* [What needs to be done]:
I need all the entries repeated exactly as written.
----------------------------------------
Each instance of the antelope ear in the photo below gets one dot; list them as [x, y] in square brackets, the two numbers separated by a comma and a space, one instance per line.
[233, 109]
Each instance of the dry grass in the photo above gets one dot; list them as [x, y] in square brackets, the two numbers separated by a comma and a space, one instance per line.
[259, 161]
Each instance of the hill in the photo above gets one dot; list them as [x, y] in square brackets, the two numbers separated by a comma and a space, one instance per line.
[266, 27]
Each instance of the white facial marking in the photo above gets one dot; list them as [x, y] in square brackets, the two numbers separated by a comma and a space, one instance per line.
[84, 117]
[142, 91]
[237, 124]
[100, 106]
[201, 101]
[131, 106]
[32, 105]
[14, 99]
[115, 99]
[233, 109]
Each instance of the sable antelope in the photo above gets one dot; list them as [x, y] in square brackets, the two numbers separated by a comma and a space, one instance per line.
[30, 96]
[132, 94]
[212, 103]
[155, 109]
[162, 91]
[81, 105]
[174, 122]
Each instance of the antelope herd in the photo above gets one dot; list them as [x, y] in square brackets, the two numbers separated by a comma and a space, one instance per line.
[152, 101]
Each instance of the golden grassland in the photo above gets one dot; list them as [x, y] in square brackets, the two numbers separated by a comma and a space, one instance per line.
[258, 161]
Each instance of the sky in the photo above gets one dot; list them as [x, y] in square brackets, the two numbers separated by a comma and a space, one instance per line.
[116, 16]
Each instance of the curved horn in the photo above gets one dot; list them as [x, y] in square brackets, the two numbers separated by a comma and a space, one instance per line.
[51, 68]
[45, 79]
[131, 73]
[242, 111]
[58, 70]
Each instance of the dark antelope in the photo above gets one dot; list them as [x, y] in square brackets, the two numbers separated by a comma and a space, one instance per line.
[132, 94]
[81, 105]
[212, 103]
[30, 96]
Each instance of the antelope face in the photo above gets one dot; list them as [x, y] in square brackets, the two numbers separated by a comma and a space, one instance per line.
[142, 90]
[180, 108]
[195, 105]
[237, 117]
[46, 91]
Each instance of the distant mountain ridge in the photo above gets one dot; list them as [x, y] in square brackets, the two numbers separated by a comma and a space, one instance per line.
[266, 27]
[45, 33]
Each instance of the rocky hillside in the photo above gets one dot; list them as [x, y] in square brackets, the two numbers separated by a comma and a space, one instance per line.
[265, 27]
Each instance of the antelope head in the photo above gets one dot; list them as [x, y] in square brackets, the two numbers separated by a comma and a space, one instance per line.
----------------------------------------
* [Task response]:
Each instance of the antelope ear in the photo below gets one dot; list them as [x, y] in square brackets, the two numbers separated by a comma and a space, one instance per line.
[233, 109]
Each instance of the dry grass in the photo above gets one dot; list them as [x, y] in square brackets, the two numbers separated by a comma and a space, one instance per line.
[259, 161]
Each instance of the hill in the photo above gets one dot; list them as [x, y] in square brackets, the two numbers separated by a comma and a space, one instance per line.
[266, 27]
Each instance of the white facial marking in the photo above gets one dot; list them as [x, y] in square brackets, the two numbers separated by a comma and a space, one instance per line.
[84, 117]
[142, 91]
[237, 124]
[100, 106]
[201, 101]
[131, 106]
[32, 105]
[14, 99]
[115, 99]
[233, 109]
Each instance of the sable antelope in the photo above gets one dot; list them as [x, y] in square brackets, the two numbers separated by a comma and a space, one instance per line.
[30, 96]
[132, 94]
[212, 103]
[155, 109]
[162, 91]
[81, 105]
[174, 122]
Each instance of the antelope herd in the photo above gets one dot; list them as [x, y] in square brackets, the two numbers separated by a comma and a space, one instance per line.
[152, 101]
Each instance of the golden grassland in the photo above gets one dot; list them as [x, y] in square brackets, the two numbers separated by a comma and a space, one instance per line.
[258, 161]
Each instance of the sky in the photo above gets one dot; list them as [x, y] in square brackets, the two numbers separated by a comma and a space, one instance per line.
[116, 16]
Each instance of the curved horn in the photo above gets one dot; list them as [x, y] in square brackets, the two numbers separated by a comma and a space, one instance per line.
[51, 68]
[45, 79]
[131, 73]
[242, 111]
[58, 70]
Each instance of the dark antelope in the photo above gets one dot; list them as [x, y] in square brackets, the two numbers separated by a comma and a space, one instance per line.
[132, 94]
[81, 105]
[212, 103]
[30, 96]
Each instance of the antelope face in the photo above gets one dot; list them as [x, y] in square brackets, the two numbers separated by a comma and a space, one instance per line.
[142, 90]
[180, 108]
[195, 105]
[237, 117]
[46, 91]
Each instance of the distant mountain ridge in the photo above gets one dot; list them as [x, y] in square brackets, the two numbers separated by a comma and a space, one instance per line.
[266, 27]
[45, 33]
Each instance of the rocky hillside in the photo above gets one dot; list them as [x, y] in square brackets, the two numbers separated by a comma and a space, one instance per line.
[265, 27]
Each instance of the antelope head in the photo above gets one dot; list them as [x, y] in square brackets, the two numbers separated by a comma and a space, one instance per line.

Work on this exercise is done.